#### Work to be completed
Beginning at the line that contains "Indicate the shadow", transcribe the remaining lines of the listing exactly; include the final line and omit everything before.

#### Point annotation records
-- start --

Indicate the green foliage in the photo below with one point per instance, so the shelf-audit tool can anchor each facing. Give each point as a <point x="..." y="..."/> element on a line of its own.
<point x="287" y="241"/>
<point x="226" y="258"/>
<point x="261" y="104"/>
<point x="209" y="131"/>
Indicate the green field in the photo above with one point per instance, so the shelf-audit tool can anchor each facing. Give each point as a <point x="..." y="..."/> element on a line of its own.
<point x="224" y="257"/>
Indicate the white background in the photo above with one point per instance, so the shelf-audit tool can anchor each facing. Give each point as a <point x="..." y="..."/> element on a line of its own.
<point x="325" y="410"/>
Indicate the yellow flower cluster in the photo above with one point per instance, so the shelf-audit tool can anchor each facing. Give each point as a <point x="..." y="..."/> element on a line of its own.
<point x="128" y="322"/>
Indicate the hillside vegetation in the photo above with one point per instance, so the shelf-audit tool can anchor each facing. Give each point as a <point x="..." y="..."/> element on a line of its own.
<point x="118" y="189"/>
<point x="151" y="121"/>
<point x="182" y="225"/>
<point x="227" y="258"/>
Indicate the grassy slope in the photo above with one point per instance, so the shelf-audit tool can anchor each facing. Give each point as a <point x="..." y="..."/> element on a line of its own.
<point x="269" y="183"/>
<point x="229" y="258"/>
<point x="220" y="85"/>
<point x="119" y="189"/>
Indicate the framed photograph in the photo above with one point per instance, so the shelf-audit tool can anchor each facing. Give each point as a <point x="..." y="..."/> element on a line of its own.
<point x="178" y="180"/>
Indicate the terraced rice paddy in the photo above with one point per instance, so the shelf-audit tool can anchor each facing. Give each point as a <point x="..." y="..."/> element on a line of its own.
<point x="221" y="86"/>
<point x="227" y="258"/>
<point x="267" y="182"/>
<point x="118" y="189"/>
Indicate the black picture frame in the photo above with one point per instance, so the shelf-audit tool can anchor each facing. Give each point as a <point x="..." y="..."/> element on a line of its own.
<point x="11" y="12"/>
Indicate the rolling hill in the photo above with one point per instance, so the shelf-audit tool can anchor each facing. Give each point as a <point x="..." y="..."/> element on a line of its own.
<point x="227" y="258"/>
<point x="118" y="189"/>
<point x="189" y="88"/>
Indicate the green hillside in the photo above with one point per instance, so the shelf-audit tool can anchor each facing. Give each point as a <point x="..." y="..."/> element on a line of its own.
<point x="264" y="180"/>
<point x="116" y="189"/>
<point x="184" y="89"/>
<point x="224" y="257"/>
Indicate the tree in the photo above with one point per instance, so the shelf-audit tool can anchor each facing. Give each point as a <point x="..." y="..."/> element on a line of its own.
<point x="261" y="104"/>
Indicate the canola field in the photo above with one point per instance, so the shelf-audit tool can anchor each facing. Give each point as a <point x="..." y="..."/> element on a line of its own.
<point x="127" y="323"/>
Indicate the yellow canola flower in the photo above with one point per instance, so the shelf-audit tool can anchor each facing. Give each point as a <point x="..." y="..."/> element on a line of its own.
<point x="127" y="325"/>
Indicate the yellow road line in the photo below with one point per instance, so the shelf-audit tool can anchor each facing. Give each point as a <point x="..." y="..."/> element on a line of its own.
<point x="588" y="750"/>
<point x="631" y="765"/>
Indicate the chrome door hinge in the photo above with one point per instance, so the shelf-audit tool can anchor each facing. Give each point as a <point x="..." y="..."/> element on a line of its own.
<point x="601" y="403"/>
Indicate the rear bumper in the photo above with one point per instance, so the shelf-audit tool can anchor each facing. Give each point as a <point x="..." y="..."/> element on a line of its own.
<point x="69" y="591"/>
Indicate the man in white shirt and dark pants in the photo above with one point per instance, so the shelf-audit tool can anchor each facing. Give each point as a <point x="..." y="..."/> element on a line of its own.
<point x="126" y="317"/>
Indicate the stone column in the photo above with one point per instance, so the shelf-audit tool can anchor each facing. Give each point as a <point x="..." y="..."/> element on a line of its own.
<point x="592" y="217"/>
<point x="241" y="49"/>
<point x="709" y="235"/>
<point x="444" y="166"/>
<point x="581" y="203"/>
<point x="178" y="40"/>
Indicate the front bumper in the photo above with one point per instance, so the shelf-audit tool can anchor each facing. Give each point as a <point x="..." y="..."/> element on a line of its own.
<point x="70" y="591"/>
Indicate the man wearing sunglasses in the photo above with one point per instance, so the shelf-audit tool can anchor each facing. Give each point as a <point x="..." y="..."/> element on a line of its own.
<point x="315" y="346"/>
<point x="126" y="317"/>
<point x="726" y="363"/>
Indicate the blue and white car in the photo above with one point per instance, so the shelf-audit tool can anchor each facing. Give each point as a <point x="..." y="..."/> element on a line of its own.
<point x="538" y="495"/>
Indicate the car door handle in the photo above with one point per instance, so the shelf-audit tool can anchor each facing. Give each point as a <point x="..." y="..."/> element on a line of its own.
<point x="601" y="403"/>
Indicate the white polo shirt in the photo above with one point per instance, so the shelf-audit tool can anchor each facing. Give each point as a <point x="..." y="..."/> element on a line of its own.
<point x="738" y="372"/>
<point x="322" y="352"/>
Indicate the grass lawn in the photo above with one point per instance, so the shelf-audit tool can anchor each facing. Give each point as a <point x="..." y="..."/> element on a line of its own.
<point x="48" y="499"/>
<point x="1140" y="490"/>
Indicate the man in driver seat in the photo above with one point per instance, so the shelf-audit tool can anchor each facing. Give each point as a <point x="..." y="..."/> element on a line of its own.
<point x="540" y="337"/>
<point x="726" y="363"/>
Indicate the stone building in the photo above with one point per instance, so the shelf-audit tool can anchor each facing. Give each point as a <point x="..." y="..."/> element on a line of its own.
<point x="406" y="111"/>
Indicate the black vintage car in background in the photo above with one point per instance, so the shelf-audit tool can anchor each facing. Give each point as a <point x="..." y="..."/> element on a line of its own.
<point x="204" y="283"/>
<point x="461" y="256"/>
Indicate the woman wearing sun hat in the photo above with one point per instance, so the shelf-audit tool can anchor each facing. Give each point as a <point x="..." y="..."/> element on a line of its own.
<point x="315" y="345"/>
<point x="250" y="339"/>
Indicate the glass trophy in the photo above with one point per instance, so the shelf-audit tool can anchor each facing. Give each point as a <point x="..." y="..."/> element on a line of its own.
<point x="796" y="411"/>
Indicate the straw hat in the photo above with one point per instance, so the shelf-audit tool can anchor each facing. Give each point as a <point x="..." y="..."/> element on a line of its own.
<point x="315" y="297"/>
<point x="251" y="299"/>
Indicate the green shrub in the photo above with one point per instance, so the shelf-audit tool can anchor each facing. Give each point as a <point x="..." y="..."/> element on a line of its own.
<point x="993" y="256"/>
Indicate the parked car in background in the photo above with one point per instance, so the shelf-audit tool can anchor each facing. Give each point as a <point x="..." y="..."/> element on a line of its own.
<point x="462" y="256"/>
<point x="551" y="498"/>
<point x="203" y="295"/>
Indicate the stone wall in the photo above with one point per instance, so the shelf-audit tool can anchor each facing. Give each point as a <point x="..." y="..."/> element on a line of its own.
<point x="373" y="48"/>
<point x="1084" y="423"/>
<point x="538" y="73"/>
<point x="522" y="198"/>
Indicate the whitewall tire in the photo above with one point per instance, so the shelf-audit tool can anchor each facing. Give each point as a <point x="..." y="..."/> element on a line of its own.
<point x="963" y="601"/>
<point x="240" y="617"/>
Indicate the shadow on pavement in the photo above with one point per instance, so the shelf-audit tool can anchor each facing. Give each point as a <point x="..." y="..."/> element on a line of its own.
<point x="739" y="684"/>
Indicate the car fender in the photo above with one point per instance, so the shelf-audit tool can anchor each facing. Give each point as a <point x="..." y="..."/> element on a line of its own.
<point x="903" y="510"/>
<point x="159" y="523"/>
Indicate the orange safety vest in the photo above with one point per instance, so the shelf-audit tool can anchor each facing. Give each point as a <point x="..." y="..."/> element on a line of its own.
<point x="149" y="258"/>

-- end --

#### The reply
Indicate the shadow on pavement in the photo above with one point per instance, so the shelf-audit tool can anchor each facing. Give each point as a <point x="..." y="..."/> element on a line of its own.
<point x="739" y="684"/>
Indicate the car fender in the photo above with one point per instance, so the shelf-audit tool can anchor each facing. Give each point as a <point x="..." y="..."/> element on a line of its own.
<point x="903" y="510"/>
<point x="159" y="523"/>
Indicate the orange safety vest in the photo above with one point per instance, so the shelf-audit tool can anchor each facing. Give each point as a <point x="..." y="..."/> element on a line of its own.
<point x="149" y="258"/>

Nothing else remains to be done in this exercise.